Kutipan yang Disediakan
+ + +

Sengkarut Bantuan Langsung Tunai (BLT)

Oleh : Isnawati

 

LensaMediaNews – Di tengah wabah, pemerintah pusat mengeluarkan program bantuan jaring pengaman sosial terkait Covid-19.

Bantuan tersebut melalui kementerian sosial dan sifatnya berupa bantuan sosial reguler meliputi PKH (Program Keluarga Harapan) dan BPNT (Bantuan Pangan Non Tunai).

Bantuan sosial khusus meliputi sembako untuk warga Jabodetabek, bantuan tunai sebesar enam ratus ribu rupiah untuk di luar Jabodetabek. Ada juga bantuan tanggap darurat meliputi paket sembako dan santunan kematian. Kalau Kementerian desa dan bantuannya diambil dari dana desa (Bantuan Langsung Tunai Dana Desa). (Tempo, 27/4/2020)

Program-program bantuan dari pemerintah pusat terkendala pencairan, sejumlah kepala daerah menilai peraturan yang ada berbelit-belit dan menambah masalah baru. Bupati Bolaang Mongondow Timur, Sehan Salim Landjar, Kepala Desa Nglandung, Kecamatan Geger, Kabupaten Madiun, Jawa Timur, Pamuji juga mengeluhkan pencairan Bansos terkait penanggulangan Covid-19 belum ada yang terealisasi.

Mekanisme penyaluran bantuan tersebut diharuskan tertib administrasi dan punya rekening bank. Syarat utama, penerima BLT bukan penerima Bansos dari kementerian lain. Hal ini sangat ribet sebab desa harus menyisir mana data warga yang masuk DTKS (Data Terpadu Kesejahteraan Sosial) yang akan mendapat Bansos dari Kemensos dan mana yang non DTKS untuk diberi dana BLT dari Desa.

Sengkarut dan berbelit-belit, membingungkan rakyat, terlebih lagi RT dan RW yang bersinggungan langsung dengan masyarakat penerima.

Dana yang ada terbatas sedangkan yang membutuhkan banyak. Karena data yang masuk saat ini tidak sesuai dengan kondisi lapangan.

Banyak kemungkinan yang terjadi, mungkin ada yang sudah meninggal, atau ada yang semula tidak masuk kategori miskin tetapi karena ada wabah Corona menjadi miskin, karena kehilangan pekerjaan dan ada juga alasan-alasan lain.

Ditambah lagi rakyat bisa segera menerima bantuan jika memenuhi 14 syarat, padahal 9 syarat saja sulit dipenuhi tapi bukan berarti tidak membutuhkan.

Sungguh miris pelayanan di negeri kapitalis, walaupun katanya tongkat jadi tanaman, tetapi untuk makan saja sangat sulit. Bantuan untuk rakyatnya ditarik ulur, dan tampak setengah hati. Alhasil sengkarut dalam mengatur bantuan Covid-19 semakin meyakinkan wajah asli peradaban sekuler.

Negara demokrasi sangat rusak. Kental sekali perhitungan ketika harus memenuhi kebutuhan rakyat, bantuan hanya ibarat PHP karena terganjal birokrasi.

+ + +

Catatan dari sebuah dataset
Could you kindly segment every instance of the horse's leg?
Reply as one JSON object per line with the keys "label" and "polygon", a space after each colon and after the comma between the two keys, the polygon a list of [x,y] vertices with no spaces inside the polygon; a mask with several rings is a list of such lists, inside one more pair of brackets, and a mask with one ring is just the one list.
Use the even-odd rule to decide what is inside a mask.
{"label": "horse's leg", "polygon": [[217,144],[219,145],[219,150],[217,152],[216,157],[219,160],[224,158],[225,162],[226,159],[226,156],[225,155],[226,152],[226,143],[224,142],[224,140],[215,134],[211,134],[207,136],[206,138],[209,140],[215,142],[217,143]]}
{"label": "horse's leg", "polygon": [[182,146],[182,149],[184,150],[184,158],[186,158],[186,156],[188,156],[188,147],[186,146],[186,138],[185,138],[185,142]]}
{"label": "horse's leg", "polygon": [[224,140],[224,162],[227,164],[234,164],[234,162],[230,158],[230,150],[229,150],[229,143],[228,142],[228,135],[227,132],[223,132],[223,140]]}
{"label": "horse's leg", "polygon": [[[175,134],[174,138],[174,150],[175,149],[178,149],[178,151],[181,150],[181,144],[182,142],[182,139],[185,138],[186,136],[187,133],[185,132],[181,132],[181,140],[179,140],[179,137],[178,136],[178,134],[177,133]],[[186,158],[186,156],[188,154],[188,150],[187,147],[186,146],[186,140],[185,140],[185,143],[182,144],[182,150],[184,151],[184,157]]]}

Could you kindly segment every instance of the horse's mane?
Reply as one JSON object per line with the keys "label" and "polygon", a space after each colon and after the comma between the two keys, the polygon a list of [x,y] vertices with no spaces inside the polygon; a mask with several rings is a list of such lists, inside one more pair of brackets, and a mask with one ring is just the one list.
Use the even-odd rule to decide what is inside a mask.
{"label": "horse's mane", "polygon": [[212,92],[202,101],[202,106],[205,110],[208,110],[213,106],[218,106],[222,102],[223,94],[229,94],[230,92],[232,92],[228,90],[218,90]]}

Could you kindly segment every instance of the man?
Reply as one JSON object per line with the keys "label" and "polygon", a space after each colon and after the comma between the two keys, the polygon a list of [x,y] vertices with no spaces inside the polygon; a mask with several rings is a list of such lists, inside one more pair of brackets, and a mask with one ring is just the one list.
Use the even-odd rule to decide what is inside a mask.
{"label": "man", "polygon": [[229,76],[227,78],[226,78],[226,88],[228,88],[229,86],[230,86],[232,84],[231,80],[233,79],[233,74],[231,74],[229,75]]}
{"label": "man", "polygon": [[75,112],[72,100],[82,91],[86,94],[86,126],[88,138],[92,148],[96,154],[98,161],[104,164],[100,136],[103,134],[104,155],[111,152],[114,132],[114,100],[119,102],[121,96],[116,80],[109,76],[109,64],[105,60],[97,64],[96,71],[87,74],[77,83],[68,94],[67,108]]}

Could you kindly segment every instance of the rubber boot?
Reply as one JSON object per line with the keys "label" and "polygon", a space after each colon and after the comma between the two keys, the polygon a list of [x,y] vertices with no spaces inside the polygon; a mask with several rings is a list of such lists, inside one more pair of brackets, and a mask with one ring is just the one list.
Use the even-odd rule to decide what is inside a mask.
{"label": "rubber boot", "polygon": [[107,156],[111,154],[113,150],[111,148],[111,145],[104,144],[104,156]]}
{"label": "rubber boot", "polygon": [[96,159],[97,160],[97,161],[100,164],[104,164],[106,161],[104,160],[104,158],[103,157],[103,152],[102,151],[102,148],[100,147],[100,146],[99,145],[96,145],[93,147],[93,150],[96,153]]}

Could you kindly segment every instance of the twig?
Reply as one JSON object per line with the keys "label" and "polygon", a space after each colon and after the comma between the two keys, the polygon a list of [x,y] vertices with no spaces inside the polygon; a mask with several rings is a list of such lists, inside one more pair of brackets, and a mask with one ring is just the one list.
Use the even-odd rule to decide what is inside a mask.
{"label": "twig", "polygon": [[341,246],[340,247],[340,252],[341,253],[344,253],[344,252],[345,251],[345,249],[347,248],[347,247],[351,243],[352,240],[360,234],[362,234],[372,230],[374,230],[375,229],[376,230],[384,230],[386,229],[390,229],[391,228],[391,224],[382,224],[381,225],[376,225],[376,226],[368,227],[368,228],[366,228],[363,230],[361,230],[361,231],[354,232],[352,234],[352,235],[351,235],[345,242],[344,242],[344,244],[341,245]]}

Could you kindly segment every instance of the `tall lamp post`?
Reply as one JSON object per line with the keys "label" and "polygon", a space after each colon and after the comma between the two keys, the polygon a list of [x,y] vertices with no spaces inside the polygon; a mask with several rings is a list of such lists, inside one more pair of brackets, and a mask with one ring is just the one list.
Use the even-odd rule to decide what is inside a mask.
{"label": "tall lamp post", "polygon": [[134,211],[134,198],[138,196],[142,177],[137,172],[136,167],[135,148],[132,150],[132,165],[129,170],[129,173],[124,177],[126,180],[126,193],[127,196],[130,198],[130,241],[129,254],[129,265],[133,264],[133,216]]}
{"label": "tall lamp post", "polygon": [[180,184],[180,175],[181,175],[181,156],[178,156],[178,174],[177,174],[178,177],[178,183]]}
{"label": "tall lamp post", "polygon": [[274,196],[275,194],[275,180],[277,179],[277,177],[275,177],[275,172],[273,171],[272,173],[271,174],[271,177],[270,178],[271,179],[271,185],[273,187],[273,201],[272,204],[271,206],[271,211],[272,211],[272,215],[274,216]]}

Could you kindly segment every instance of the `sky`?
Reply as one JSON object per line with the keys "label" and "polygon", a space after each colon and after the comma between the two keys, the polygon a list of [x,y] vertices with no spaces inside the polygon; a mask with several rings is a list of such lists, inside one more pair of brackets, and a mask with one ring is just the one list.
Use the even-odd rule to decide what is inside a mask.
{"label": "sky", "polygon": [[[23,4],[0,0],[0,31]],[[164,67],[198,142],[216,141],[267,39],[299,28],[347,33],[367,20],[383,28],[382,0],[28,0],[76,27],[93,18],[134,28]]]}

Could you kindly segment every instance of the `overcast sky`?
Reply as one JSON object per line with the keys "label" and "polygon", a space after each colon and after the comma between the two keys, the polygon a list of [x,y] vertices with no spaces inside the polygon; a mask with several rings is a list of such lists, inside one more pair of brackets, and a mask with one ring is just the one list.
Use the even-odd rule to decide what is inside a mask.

+ + +

Perintah Tugas 1
Tolong tentukan apakah pernyataan (a), (b), dan (c) berikut sesuai dengan kutipan tentang BLT. Jawab ya atau tidak dan kutip kata-kata penentunya dari kutipan tersebut.
(a) Bantuan tunai sebesar enam ratus ribu rupiah diberikan untuk warga Jabodetabek.
(b) Penerima BLT disyaratkan bukan penerima Bansos dari kementerian lain.
(c) Rakyat bisa segera menerima bantuan jika memenuhi 9 syarat.
Perintah Tugas 2
Jawab pertanyaan berikut berdasarkan kutipan tentang BLT.
(a) Apa kepanjangan PKH?
(b) Sehan Salim Landjar menjabat sebagai bupati di mana?
(c) Apa kepanjangan DTKS?

Hasil Tugas 1
(a) Tidak: "bantuan tunai sebesar enam ratus ribu rupiah untuk di luar Jabodetabek"
(b) Ya: "Syarat utama, penerima BLT bukan penerima Bansos dari kementerian lain."
(c) Tidak: "rakyat bisa segera menerima bantuan jika memenuhi 14 syarat"

Hasil Tugas 2
(a) Program Keluarga Harapan
(b) Bolaang Mongondow Timur
(c) Data Terpadu Kesejahteraan Sosial